--- Written task ---
In the entries that follow, identify the line containing "Question. The photograph above contains instances of the large" and return it together with all later lines, exactly as they appear.

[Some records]
%%

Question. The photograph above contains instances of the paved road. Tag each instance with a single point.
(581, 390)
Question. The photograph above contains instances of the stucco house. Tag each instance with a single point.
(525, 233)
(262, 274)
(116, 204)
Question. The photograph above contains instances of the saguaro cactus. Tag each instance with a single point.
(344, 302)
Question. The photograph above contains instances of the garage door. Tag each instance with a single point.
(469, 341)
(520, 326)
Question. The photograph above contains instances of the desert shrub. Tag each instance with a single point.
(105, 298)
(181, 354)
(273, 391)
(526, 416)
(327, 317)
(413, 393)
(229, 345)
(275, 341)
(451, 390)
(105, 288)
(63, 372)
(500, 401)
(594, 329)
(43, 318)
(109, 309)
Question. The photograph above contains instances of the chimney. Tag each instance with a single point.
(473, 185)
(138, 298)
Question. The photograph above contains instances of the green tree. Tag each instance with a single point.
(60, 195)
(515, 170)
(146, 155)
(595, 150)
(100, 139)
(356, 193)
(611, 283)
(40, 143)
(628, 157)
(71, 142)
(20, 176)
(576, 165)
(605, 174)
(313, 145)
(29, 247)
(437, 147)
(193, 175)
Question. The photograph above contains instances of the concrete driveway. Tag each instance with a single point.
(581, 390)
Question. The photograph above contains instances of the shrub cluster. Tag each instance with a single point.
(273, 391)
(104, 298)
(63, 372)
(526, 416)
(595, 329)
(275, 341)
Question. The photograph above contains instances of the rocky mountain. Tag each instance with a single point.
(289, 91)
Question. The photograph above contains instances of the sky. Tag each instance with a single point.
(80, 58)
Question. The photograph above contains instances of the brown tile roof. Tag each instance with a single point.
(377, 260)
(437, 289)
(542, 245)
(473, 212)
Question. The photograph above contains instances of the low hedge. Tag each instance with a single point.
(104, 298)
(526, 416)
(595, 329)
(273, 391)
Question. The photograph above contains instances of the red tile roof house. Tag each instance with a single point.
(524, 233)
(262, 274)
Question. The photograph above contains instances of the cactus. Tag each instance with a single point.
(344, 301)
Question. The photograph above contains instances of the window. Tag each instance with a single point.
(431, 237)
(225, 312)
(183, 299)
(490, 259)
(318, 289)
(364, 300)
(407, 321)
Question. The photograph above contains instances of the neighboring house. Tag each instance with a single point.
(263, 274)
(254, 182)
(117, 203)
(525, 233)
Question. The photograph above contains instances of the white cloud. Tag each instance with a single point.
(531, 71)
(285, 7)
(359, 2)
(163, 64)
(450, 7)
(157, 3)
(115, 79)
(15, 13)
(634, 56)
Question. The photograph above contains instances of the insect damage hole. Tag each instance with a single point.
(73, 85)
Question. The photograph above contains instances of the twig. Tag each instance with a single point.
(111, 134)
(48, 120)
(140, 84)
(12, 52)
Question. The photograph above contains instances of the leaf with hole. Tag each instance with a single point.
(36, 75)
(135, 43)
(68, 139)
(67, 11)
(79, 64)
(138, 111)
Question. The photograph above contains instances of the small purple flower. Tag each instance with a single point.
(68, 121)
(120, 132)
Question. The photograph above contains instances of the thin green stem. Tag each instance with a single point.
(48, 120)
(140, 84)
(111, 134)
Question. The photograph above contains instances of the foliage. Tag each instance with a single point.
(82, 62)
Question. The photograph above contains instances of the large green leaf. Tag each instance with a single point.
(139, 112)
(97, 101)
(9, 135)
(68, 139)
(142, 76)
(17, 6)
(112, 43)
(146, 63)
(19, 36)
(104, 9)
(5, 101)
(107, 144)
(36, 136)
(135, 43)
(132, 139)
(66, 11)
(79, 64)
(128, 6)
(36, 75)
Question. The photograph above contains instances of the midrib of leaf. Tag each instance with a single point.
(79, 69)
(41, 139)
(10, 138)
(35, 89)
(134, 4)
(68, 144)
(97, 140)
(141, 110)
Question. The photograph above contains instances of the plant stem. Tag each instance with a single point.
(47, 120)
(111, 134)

%%

--- Exercise solution ---
Question. The photograph above contains instances of the large green leaf. Tag each instance with a single point.
(139, 112)
(97, 101)
(9, 135)
(68, 139)
(142, 76)
(17, 6)
(112, 43)
(146, 63)
(19, 36)
(104, 9)
(5, 101)
(107, 144)
(36, 136)
(135, 43)
(132, 139)
(66, 11)
(79, 64)
(128, 6)
(36, 75)
Question. The photograph above contains instances of the midrib of leaf. Tag each instance with a single point.
(79, 69)
(41, 139)
(10, 138)
(35, 89)
(134, 4)
(68, 144)
(97, 140)
(141, 110)
Question. The photograph above contains instances of the plant stem. Tag each instance with a single point.
(47, 120)
(111, 134)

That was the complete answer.